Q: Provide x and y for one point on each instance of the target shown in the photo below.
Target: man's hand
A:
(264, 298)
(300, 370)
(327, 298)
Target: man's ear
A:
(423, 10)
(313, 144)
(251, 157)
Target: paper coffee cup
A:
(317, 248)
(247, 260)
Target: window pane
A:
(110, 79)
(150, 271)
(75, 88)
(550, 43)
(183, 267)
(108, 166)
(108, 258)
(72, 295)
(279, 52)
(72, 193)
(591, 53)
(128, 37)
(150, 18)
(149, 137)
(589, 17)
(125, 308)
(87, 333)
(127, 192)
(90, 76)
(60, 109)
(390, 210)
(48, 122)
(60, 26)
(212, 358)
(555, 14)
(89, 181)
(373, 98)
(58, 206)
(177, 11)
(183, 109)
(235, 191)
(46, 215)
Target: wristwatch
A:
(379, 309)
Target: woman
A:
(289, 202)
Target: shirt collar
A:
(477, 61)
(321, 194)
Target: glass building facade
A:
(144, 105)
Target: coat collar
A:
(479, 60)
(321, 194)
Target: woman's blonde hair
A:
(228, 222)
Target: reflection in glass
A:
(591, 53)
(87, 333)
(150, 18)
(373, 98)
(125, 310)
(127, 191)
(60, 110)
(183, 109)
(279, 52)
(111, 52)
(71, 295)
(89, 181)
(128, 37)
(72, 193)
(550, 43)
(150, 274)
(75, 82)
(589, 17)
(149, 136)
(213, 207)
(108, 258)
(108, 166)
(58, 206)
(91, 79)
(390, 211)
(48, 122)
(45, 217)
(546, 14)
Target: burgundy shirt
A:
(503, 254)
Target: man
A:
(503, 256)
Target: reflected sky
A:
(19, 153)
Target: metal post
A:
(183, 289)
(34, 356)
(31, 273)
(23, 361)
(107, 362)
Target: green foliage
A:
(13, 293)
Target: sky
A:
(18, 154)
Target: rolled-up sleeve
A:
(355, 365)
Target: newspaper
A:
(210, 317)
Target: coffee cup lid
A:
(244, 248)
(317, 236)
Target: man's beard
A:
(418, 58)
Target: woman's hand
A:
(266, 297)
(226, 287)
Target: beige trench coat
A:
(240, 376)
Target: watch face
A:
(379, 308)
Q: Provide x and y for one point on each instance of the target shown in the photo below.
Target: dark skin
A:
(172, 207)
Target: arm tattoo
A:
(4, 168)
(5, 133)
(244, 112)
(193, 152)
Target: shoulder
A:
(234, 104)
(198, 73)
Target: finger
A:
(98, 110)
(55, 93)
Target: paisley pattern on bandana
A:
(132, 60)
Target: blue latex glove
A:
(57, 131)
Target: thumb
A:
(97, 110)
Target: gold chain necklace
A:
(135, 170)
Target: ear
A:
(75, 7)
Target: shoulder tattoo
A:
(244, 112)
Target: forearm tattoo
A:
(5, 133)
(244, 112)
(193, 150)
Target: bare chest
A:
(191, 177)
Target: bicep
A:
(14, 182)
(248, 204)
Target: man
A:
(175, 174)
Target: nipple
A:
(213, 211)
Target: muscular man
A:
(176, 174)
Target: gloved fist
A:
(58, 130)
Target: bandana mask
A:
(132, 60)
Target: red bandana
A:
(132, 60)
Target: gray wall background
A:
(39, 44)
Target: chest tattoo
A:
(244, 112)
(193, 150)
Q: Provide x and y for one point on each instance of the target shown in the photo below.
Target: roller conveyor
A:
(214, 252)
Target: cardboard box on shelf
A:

# # # # #

What to work on: Across the entries above, work out how many lines include the string "hand", and report only that figure.

Result for this task: 2